## Brief
Your output is the line containing "Target: roof antenna" plus all lines after it to the end of the records, reproduced exactly, with nothing else.

## Data provided
start

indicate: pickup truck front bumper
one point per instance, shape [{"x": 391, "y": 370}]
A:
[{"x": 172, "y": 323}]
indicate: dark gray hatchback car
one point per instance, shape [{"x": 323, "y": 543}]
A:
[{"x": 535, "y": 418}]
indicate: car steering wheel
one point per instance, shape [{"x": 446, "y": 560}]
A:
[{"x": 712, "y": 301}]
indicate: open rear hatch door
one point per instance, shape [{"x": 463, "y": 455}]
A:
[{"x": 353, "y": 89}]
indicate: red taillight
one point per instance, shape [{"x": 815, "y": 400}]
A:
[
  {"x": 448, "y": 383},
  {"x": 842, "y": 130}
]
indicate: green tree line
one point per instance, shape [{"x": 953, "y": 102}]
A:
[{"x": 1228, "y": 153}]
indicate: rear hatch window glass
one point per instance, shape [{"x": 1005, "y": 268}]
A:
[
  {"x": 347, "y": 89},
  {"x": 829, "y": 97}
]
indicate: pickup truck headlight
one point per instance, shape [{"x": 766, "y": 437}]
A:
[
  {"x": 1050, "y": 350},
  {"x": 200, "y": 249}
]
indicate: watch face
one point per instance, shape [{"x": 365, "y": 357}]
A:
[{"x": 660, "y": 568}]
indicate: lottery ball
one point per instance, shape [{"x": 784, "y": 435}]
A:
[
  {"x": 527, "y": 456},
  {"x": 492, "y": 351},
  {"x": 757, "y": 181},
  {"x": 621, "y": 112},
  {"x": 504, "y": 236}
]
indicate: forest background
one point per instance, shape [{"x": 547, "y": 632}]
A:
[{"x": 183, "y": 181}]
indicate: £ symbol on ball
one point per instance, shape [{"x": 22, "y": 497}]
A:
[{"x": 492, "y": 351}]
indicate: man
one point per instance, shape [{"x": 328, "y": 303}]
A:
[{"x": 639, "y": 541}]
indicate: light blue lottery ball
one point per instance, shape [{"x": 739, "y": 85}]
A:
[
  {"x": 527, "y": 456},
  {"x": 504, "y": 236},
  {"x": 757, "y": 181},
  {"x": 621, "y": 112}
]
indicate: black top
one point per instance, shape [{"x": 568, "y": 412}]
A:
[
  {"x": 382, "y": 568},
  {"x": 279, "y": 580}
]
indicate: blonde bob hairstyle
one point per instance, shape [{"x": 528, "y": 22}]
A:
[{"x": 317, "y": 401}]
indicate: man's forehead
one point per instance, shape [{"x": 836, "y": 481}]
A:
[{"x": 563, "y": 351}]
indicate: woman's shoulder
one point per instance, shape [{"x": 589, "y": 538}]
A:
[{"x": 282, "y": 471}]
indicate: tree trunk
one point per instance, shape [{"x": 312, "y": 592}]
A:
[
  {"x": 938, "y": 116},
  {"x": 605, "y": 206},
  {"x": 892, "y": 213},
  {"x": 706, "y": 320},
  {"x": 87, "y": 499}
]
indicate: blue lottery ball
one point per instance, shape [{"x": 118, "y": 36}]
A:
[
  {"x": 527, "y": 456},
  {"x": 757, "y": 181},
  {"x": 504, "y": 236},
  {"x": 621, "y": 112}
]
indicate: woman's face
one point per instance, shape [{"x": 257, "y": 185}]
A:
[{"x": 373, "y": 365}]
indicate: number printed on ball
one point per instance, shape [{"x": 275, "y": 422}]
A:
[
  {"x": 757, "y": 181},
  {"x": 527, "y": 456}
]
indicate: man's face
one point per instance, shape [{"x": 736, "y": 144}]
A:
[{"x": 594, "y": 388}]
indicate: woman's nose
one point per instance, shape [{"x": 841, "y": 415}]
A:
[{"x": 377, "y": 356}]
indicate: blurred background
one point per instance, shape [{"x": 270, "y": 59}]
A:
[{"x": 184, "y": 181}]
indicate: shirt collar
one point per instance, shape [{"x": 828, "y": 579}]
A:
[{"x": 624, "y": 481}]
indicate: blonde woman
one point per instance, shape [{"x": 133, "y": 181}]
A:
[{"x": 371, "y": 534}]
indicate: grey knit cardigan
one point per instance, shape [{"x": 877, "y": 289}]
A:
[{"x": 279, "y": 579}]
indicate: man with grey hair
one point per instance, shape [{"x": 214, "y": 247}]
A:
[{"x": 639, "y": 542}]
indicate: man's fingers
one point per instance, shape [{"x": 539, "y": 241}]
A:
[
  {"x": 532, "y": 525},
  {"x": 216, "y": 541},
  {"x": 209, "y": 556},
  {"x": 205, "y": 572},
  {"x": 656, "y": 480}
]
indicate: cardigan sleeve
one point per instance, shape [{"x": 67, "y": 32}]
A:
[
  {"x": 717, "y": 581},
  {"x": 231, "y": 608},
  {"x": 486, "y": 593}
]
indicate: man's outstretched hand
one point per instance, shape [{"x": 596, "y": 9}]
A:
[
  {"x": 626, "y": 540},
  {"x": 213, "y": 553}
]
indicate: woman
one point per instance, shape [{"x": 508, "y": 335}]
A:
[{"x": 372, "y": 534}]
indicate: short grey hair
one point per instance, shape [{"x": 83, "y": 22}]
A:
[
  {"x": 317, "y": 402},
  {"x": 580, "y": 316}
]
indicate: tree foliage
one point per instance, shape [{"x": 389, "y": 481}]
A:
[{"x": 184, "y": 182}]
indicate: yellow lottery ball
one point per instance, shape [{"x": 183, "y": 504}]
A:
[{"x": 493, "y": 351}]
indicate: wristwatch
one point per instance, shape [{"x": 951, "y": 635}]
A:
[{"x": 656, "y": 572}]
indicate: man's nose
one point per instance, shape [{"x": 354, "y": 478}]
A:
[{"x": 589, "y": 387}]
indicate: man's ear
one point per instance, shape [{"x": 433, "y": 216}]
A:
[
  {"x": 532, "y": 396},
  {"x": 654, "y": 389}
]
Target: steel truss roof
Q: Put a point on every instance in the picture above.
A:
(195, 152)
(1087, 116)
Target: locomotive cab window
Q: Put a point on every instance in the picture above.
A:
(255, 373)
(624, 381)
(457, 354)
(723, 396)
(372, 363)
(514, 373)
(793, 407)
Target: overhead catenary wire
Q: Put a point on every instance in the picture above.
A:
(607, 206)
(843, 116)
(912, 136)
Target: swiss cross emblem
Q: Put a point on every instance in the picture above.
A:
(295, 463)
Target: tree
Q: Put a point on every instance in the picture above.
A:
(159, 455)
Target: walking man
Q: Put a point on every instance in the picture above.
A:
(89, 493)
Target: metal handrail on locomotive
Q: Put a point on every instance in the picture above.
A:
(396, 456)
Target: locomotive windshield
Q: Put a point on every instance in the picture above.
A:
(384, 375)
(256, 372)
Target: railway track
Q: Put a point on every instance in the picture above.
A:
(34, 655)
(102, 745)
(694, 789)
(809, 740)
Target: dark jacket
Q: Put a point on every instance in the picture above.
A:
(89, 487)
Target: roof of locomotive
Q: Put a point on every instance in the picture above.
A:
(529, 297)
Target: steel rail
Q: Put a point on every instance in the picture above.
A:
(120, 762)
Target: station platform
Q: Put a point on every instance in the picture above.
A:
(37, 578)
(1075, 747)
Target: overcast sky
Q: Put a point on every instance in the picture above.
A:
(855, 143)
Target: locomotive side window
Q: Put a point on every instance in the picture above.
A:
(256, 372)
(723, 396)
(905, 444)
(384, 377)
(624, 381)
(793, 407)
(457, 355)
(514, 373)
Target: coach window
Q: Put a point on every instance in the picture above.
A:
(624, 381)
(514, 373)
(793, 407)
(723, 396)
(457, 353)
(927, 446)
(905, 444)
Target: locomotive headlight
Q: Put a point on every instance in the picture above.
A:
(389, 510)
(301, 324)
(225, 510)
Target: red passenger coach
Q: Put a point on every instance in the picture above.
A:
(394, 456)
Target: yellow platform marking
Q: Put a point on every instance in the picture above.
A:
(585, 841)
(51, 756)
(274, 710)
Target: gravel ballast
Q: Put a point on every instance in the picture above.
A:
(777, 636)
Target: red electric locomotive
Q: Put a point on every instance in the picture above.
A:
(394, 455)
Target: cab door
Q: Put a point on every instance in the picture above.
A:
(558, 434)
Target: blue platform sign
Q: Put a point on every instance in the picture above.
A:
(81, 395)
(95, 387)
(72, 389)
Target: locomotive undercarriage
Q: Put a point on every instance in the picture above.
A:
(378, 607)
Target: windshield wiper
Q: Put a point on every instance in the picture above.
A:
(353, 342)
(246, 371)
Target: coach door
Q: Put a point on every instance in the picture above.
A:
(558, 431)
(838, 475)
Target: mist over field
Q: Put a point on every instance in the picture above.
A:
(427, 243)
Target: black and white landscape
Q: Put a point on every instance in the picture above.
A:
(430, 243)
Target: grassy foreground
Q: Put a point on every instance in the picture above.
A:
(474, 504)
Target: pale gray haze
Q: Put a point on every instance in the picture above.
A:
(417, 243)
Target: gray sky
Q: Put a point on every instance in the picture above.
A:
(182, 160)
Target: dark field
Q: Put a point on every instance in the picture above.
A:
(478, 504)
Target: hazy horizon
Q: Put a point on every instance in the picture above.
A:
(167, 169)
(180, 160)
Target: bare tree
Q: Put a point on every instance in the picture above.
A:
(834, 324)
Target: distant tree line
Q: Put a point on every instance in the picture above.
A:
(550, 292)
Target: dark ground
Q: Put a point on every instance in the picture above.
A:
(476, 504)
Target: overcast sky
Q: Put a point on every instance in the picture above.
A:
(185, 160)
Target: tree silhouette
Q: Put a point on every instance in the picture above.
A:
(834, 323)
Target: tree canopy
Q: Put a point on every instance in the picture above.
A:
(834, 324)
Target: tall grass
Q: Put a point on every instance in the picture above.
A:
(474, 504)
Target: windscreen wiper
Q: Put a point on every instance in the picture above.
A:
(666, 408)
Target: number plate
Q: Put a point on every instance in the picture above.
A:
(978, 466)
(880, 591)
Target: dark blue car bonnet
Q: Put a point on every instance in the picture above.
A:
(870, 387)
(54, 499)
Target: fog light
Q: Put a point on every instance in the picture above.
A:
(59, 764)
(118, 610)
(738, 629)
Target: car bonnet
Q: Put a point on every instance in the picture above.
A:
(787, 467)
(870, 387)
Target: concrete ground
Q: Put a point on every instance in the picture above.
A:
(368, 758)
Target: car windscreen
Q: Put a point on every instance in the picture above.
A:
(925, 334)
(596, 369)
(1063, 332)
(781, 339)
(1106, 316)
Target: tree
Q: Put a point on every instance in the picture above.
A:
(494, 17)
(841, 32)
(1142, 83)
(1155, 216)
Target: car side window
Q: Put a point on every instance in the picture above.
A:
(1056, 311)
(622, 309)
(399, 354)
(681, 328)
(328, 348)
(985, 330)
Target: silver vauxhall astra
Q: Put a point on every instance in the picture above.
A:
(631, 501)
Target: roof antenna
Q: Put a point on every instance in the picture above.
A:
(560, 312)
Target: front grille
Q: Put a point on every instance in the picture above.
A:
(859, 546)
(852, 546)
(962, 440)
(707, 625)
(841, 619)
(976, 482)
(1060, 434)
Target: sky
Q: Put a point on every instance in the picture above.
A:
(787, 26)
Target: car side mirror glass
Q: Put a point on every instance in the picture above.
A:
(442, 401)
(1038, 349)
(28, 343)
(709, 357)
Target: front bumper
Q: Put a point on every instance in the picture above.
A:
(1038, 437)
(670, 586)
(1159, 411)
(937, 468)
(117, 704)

end

## Completed task
Target: roof antenna
Q: Put a point on every instance in the picture above.
A:
(560, 312)
Target: front grille
Q: Put a point on every instance in the picture above.
A:
(859, 546)
(852, 546)
(962, 440)
(707, 625)
(841, 619)
(976, 482)
(1060, 434)
Target: sky
Q: Put a point on every instance in the picture above.
A:
(787, 26)
Target: car side mirror glass
Q: Put a point on every instance in the picture above.
A:
(442, 401)
(1038, 349)
(28, 343)
(709, 357)
Target: front bumper
Q: Put a point on every instance in the picture above.
A:
(1038, 437)
(670, 586)
(1159, 411)
(937, 468)
(117, 704)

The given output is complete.